ENUNCIADO 1: De acordo com o texto sobre Arménio Vieira, em que cidade e em que data nasceu o poeta?

TEXTO DA PÁGINA:
ARMÉNIO VIEIRA
O Prêmio Camões, criado em 1988 pelos governos português e brasileiro, distingue todos os anos escritores dos países lusófonos.
O poeta Arménio Vieira foi a escolha do júri deste ano para o Prêmio Camões, tornando-se assim o primeiro cabo-verdiano a ser distinguido com um dos maiores prêmios literários da língua portuguesa.
" É uma honra pessoal. Eu é que sou o autor dos livros que ganharam o prêmio, porque é atribuído à obra e não à pessoa. Acho que é uma honra para Cabo Verde. É histórico, Cabo Verde nunca tinha ganho. Desta vez lembraram-se do nosso pequeno país", declarou o poeta ao reagir ao prêmio.
Arménio Vieira manifestou também a esperança de que a sua obra passe a ser estudada em Cabo Verde e em outros países.O Prêmio Camões, criado em 1988 pelos governos português e brasileiro, distingue todos os anos escritores dos países lusófonos.
António Lobo Antunes (Portugal), João Ubaldo Ribeiro (Brasil), José Luandino Vieira (Angola) e Mia Couto (Moçambique) são alguns dos mais recentes distinguidos com o galardão.
Arménio Vieira, o primeiro cabo-verdiano a receber o Prémio Camões, nasceu na cidade da Praia, na Ilha de Santiago, a 24 de Janeiro de 1941. É escritor e jornalista (foi redator do jornal Voz di Povo), tendo publicado textos no “Boletim de Cabo Verde”, na revista portuguesa “Vértice”, “Raízes”, “Ponto & Vírgula”, “Fragmentos”, “Seló” e “Sopinha de Alfabeto”. Tem publicados quatro livros – Poemas e Mitografias (poesia) e O Eleito do Sol e No Inferno (romance) – e foi premiado em Cabo Verde em várias ocasiões, inclusive pela Associação de Escritores Cabo-verdianos.
Para Fátima Fernandes, docente de Estudos Cabo-verdianos e Portugueses da Uni-CV e investigadora de literatura cabo-verdiana, "a obra de Arménio Vieira, pela diversidade em que ela se desdobra e pela complexidade com que se permite o questionar da colocação do homem no espaço universal, bem como pela representação estética que delineou o emergir de uma Literatura nova, pujante e inquiridora, representa, desde as suas primeiras manifestações, a consolidação do processo de afirmação estética e identitária cabo-verdiana".
A Universidade de Cabo Verde pretende nos próximos tempos homenagear numa cerimônia simbólica o escritor laureado, que já manifestou a sua disponibilidade para participar do ato.
BIBLIOGRAFIA:
1981 - Poemas - África Editora - Colecção Cântico Geral. - Lisboa.
1990 - O Eleito do Sol - Edição Sonacor EP - Grafedito - Praia.
1998 - Poemas (reedição) - Ilhéu Editora - Mindelo.
1999 - No Inferno - Centro Cultural Português - Praia e Mindelo.
2006 - MITOgrafias - Ilhéu Editora - Mindelo.
Todas as pinturas que ilustram os poemas são de Abraão Vicente, artista cabo-verdiano.

Registros de anotação de posição
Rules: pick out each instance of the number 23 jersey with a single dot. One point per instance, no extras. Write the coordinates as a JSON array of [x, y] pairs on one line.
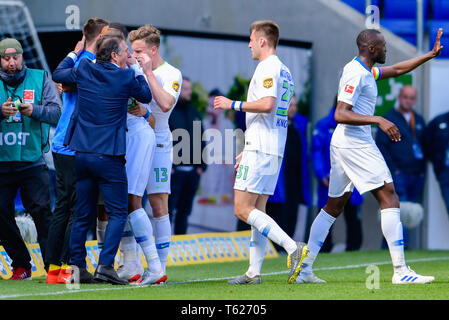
[[267, 132]]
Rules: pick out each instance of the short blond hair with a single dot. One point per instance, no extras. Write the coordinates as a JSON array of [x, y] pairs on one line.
[[269, 29], [150, 34]]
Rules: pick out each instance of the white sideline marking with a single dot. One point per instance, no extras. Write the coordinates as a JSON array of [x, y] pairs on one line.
[[352, 266]]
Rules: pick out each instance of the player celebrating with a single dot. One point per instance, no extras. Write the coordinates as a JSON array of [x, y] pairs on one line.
[[164, 81], [269, 95], [355, 158]]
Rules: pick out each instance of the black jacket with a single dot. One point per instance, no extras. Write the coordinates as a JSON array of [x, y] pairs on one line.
[[400, 156], [185, 116], [437, 145]]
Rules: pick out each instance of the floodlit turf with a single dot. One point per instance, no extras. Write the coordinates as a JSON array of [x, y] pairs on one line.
[[345, 273]]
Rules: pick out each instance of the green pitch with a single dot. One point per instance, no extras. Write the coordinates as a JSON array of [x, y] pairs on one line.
[[348, 276]]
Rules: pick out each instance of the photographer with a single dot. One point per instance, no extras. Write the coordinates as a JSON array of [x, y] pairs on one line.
[[29, 104]]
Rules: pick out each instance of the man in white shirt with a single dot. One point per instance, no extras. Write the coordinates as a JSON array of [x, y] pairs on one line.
[[269, 95], [164, 81], [355, 158]]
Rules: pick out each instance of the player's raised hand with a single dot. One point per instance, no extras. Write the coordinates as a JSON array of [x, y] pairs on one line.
[[237, 160], [80, 45], [145, 62], [390, 129], [437, 47], [221, 102]]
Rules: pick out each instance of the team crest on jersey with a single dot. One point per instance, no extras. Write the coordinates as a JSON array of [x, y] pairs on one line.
[[349, 89], [175, 86], [267, 83]]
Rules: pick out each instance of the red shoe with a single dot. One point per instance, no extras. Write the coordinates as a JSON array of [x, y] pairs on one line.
[[65, 275], [52, 276], [21, 274]]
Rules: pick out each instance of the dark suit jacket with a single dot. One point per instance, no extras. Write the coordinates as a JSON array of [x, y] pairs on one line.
[[98, 123]]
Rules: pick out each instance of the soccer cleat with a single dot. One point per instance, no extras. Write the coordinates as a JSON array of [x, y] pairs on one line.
[[295, 260], [52, 276], [308, 277], [408, 276], [150, 278], [129, 273], [65, 275], [246, 280], [21, 274]]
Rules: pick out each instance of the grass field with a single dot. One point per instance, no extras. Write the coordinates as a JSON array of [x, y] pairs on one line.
[[345, 273]]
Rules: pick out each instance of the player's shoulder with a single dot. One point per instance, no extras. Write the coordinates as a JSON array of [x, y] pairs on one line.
[[171, 70]]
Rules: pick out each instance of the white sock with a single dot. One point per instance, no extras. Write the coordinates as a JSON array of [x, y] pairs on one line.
[[101, 229], [269, 228], [257, 247], [162, 233], [128, 247], [143, 233], [318, 233], [390, 220]]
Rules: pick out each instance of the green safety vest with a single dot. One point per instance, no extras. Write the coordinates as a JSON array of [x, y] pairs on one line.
[[24, 140]]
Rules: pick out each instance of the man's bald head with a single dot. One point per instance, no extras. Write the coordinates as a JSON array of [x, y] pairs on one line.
[[371, 44]]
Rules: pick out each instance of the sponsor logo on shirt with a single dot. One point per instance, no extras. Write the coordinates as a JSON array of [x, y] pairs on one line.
[[28, 96], [267, 83], [349, 89]]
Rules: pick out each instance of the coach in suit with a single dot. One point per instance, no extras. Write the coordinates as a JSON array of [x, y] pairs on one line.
[[96, 132]]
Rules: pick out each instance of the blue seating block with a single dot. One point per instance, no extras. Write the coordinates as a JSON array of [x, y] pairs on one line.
[[440, 9], [433, 31], [359, 5]]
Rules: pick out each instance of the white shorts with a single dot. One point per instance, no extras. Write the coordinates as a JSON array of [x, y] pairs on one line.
[[364, 168], [258, 172], [140, 146], [161, 166]]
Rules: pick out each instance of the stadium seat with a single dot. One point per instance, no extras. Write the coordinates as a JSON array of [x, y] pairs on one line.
[[405, 28], [433, 30], [403, 9], [440, 9], [359, 5]]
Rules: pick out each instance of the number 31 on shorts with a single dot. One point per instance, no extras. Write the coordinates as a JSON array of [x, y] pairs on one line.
[[242, 171], [161, 174]]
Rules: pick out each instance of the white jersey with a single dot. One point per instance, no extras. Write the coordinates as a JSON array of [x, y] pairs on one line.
[[267, 132], [358, 88], [170, 79]]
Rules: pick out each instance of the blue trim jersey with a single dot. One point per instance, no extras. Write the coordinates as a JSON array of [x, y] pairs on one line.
[[267, 132], [359, 89], [68, 105]]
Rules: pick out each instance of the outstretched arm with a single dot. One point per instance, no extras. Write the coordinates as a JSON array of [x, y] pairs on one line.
[[408, 65], [344, 114], [263, 105]]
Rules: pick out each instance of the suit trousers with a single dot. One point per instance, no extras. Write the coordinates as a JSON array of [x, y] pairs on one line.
[[106, 174], [61, 222]]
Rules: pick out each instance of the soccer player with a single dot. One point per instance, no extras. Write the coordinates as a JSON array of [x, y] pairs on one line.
[[269, 95], [355, 158], [140, 146], [165, 83]]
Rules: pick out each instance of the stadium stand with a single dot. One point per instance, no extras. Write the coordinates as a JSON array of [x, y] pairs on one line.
[[399, 16]]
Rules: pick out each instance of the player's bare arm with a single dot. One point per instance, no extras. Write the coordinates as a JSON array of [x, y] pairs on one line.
[[344, 114], [409, 65], [263, 105]]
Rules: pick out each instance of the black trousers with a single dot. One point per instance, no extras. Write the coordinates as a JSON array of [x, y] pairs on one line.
[[61, 222], [34, 190], [183, 189]]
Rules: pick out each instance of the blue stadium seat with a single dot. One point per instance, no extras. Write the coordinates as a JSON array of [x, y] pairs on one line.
[[440, 9], [402, 9], [404, 28], [359, 5], [433, 30]]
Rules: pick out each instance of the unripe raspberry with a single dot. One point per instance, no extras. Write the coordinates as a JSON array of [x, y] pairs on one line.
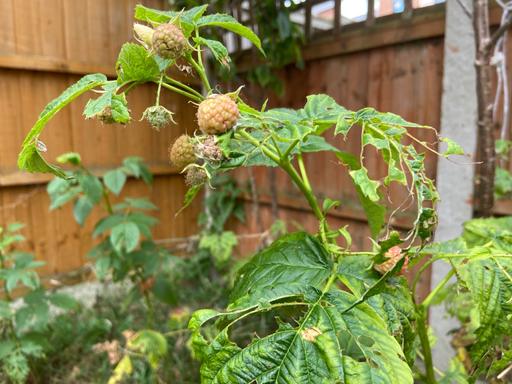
[[144, 34], [393, 256], [158, 116], [196, 176], [217, 114], [105, 116], [209, 150], [169, 41], [182, 152]]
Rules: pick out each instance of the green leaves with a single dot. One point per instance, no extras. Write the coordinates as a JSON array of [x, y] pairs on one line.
[[368, 187], [289, 266], [135, 64], [116, 103], [325, 345], [114, 180], [30, 158], [219, 50], [230, 23], [452, 147]]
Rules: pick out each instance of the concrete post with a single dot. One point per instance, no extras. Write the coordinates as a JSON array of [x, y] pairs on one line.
[[454, 181]]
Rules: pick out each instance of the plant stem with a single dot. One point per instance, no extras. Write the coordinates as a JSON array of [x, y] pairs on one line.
[[182, 92], [428, 300], [183, 86], [108, 204], [3, 265], [159, 90], [201, 72], [425, 344]]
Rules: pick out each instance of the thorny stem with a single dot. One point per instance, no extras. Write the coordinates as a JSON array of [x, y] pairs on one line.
[[425, 344], [428, 300], [199, 68], [184, 86], [182, 92], [159, 90]]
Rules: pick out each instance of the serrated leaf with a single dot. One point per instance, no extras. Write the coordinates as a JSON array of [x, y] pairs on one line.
[[219, 51], [29, 158], [231, 24], [115, 180], [135, 64], [452, 147], [296, 260], [326, 346], [82, 209], [125, 237]]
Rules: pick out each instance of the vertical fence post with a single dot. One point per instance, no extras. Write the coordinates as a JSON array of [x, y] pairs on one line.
[[337, 16], [370, 13], [407, 9], [307, 23]]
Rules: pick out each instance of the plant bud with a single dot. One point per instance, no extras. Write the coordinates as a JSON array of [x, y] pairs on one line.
[[393, 256], [209, 150], [182, 152], [195, 176], [158, 116], [144, 34], [217, 114], [168, 41]]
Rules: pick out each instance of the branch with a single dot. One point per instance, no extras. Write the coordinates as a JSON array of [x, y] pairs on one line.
[[465, 9], [498, 33]]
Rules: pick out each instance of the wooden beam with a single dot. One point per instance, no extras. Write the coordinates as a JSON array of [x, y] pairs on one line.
[[17, 178], [49, 64]]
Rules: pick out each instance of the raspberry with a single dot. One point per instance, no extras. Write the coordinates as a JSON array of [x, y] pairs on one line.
[[169, 41], [144, 34], [393, 256], [182, 152], [195, 176], [217, 114], [158, 116], [209, 150]]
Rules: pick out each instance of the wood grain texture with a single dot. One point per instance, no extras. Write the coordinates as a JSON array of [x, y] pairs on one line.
[[45, 45]]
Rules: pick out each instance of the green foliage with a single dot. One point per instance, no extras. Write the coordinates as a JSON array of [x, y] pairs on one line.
[[340, 315], [482, 261], [22, 326]]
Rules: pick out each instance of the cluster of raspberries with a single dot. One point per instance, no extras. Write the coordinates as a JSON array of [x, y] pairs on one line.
[[215, 115]]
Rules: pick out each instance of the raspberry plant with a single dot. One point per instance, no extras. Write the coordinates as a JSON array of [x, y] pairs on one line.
[[342, 316]]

ENUNCIADO 2: Repita, tal como aparece nos registros, tudo desde a linha que contém "Rules: pick out each instance of the plant stem" até a linha que contém "[[17, 178], [49, 64]]", incluindo as duas.

RESPOSTA 1: Na cidade da Praia, na Ilha de Santiago, a 24 de Janeiro de 1941.

RESPOSTA 2:
Rules: pick out each instance of the plant stem with a single dot. One point per instance, no extras. Write the coordinates as a JSON array of [x, y] pairs on one line.
[[182, 92], [428, 300], [183, 86], [108, 204], [3, 265], [159, 90], [201, 72], [425, 344]]
Rules: pick out each instance of the thorny stem with a single dot. One point per instance, no extras. Write the coordinates as a JSON array of [x, y] pairs on one line.
[[425, 344], [428, 300], [199, 68], [184, 86], [182, 92], [159, 90]]
Rules: pick out each instance of the serrated leaf with a single dot. One point per instance, no extras. Write the coordinates as a JSON array of [x, y] pairs on one line.
[[219, 51], [29, 158], [231, 24], [115, 180], [135, 64], [452, 147], [296, 260], [326, 346], [82, 209], [125, 237]]
Rules: pick out each instance of the vertical fence post with a single dot. One point per instance, no extras. Write the coordinates as a JSON array of [x, y] pairs on one line.
[[337, 16], [370, 13], [407, 9], [307, 23]]
Rules: pick out each instance of the plant bud with a single dot. One point per instance, no extras. Write the coordinates as a JSON array of [x, y] pairs on one line.
[[393, 256], [209, 150], [182, 152], [195, 176], [158, 116], [144, 34], [217, 114], [168, 41]]
Rules: pick out each instance of the branch with a single dot. One point per instance, no extras. Write the coordinates as a JSON array of [x, y] pairs on one line.
[[465, 9], [498, 33]]
Rules: pick out each instance of the wooden beam with a single dot. One point per instance, no extras. Write the coordinates as a JSON array of [x, y] pairs on one line.
[[17, 178], [49, 64]]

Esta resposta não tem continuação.